Task brief:
Restate all the data exactly, so that each line is the same as before.
Source data: Begin
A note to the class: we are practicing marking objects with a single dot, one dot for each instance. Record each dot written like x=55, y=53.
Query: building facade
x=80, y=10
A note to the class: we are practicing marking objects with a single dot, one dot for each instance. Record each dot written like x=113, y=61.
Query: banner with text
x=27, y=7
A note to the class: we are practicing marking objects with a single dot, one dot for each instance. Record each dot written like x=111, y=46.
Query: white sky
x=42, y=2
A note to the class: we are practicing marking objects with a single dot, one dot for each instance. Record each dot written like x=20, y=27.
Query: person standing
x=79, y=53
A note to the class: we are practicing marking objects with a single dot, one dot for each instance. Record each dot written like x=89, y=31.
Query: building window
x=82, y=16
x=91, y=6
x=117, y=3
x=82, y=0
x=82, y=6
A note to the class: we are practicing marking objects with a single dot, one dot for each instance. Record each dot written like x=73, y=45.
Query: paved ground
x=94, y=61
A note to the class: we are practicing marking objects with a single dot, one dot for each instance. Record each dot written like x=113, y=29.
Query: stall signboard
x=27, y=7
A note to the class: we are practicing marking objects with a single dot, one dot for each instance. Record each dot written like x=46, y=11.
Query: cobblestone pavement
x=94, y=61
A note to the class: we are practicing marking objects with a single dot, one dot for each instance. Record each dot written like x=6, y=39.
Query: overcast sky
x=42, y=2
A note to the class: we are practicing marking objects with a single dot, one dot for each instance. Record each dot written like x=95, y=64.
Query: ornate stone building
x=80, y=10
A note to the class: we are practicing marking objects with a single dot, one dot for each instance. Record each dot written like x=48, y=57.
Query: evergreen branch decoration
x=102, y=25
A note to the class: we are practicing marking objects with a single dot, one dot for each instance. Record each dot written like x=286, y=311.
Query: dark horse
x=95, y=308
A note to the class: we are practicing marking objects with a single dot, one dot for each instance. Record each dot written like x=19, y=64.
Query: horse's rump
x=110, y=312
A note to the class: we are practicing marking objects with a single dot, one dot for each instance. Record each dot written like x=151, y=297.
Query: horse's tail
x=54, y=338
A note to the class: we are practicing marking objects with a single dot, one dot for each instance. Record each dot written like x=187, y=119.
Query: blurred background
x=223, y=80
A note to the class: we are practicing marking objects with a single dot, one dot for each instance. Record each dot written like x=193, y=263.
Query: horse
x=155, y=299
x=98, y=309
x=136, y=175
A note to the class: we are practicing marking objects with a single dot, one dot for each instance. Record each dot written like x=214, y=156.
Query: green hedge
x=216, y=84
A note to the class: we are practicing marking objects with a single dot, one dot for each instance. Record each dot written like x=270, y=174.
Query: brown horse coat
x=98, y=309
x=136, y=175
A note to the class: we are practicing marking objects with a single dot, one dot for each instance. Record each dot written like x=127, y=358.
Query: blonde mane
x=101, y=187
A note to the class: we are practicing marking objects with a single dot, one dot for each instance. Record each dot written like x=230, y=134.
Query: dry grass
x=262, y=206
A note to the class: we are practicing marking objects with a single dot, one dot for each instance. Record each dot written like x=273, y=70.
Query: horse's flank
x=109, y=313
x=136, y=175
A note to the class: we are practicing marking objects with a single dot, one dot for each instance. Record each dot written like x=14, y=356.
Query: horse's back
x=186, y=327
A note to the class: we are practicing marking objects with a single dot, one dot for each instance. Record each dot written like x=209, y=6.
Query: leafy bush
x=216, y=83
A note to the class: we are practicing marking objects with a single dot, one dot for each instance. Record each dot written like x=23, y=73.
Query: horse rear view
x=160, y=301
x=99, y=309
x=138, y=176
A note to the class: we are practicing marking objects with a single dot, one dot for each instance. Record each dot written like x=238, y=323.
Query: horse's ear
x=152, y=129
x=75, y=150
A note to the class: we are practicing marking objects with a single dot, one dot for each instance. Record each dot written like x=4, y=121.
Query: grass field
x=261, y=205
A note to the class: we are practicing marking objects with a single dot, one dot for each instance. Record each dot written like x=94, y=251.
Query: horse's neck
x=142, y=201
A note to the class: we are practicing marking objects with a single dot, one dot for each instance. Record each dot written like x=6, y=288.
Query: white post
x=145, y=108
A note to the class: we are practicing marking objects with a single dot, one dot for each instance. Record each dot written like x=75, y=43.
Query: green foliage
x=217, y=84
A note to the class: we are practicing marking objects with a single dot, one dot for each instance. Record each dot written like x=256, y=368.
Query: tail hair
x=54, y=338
Source data: End
Answer for the task:
A note to the class: we are practicing marking objects with a single dot, one dot for each instance. Record each dot written like x=55, y=53.
Query: building facade
x=80, y=10
A note to the class: we are practicing marking objects with a single dot, one dot for each instance. Record each dot written like x=113, y=61.
Query: banner with text
x=27, y=7
A note to the class: we are practicing marking objects with a single dot, one dot for each instance. Record each dot written like x=111, y=46.
Query: white sky
x=42, y=2
A note to the class: we are practicing marking objects with a single dot, one dot for each instance. Record each dot written like x=20, y=27.
Query: person standing
x=79, y=53
A note to the class: we are practicing marking objects with a single dot, one dot for each instance. Record each dot written like x=89, y=31.
Query: building window
x=82, y=16
x=91, y=6
x=117, y=3
x=82, y=0
x=82, y=6
A note to the class: we are practicing marking objects with a single dot, one dot for each instance. Record each dot written like x=73, y=45.
Query: paved ground
x=94, y=61
A note to the class: we are practicing marking objects with a single dot, one dot for each instance. Record each dot written like x=113, y=29.
Query: stall signboard
x=27, y=7
A note to the class: we are practicing marking objects with a single dot, one dot for each instance. Record each dot written like x=46, y=11.
Query: cobblestone pavement
x=94, y=61
A note to the class: we are practicing marking objects with a single dot, one dot for each instance. Record each dot written like x=6, y=39.
Query: overcast sky
x=42, y=2
A note to the class: we are practicing marking objects with a single dot, one dot for each instance. Record each dot written like x=95, y=64.
Query: ornate stone building
x=80, y=10
A note to the class: we are practicing marking objects with a single dot, one dot for each instance. Record each dot written like x=48, y=57.
Query: evergreen branch decoration
x=102, y=25
A note to the class: we are practicing marking objects with a single dot, one dot for each instance. Record each dot written like x=286, y=311.
Query: dark horse
x=95, y=308
A note to the class: we are practicing marking objects with a single dot, one dot for each instance. Record each dot written like x=19, y=64.
Query: horse's rump
x=110, y=312
A note to the class: we are practicing marking objects with a single dot, one dot for each instance. Record each dot written like x=151, y=297.
Query: horse's tail
x=54, y=338
A note to the class: we are practicing marking objects with a single dot, one dot for each instance. Record each dot written like x=187, y=119.
Query: blurred background
x=223, y=80
A note to the class: we are practicing marking objects with a single dot, one dot for each instance. Record each dot written like x=193, y=263.
Query: horse
x=155, y=299
x=98, y=309
x=136, y=175
A note to the class: we are practicing marking objects with a single dot, one dot for each instance. Record each dot written like x=214, y=156.
Query: green hedge
x=216, y=84
A note to the class: we are practicing marking objects with a single dot, one dot for each instance. Record each dot written like x=270, y=174.
Query: brown horse coat
x=98, y=309
x=136, y=175
A note to the class: we are practicing marking objects with a single dot, one dot for each instance. Record each dot written like x=127, y=358.
Query: blonde mane
x=101, y=187
A note to the class: we are practicing marking objects with a single dot, one dot for each instance. Record each dot written like x=230, y=134.
Query: dry grass
x=262, y=206
A note to the class: we are practicing marking objects with a single dot, one dot for each instance. Record each dot written like x=273, y=70.
Query: horse's flank
x=109, y=313
x=136, y=175
A note to the class: we are practicing marking objects with a single dot, one dot for each instance. Record each dot written like x=14, y=356.
Query: horse's back
x=186, y=327
A note to the class: we are practicing marking objects with a single dot, one dot for each instance. Record each dot written like x=209, y=6.
Query: leafy bush
x=216, y=83
A note to the class: we are practicing marking objects with a single dot, one dot for each instance. Record each dot written like x=23, y=73.
Query: horse rear view
x=160, y=301
x=99, y=309
x=138, y=176
A note to the class: we are practicing marking objects with a single dot, one dot for each instance. Record each dot written like x=238, y=323.
Query: horse's ear
x=152, y=129
x=75, y=150
A note to the class: we are practicing marking objects with a single dot, one dot for each instance. Record each dot written like x=4, y=121.
Query: grass field
x=261, y=205
A note to the class: we are practicing marking objects with a single dot, one dot for each instance. Record each dot written like x=94, y=251.
Query: horse's neck
x=142, y=201
A note to the class: we are practicing marking objects with a single dot, one dot for each instance. Record each dot written like x=6, y=288.
Query: white post
x=145, y=108
A note to the class: we are practicing marking objects with a single dot, one dot for each instance. Record each dot written like x=75, y=43.
Query: green foliage
x=217, y=84
A note to the class: we are practicing marking objects with a single dot, one dot for each instance. Record each dot written like x=256, y=368.
Query: tail hair
x=54, y=338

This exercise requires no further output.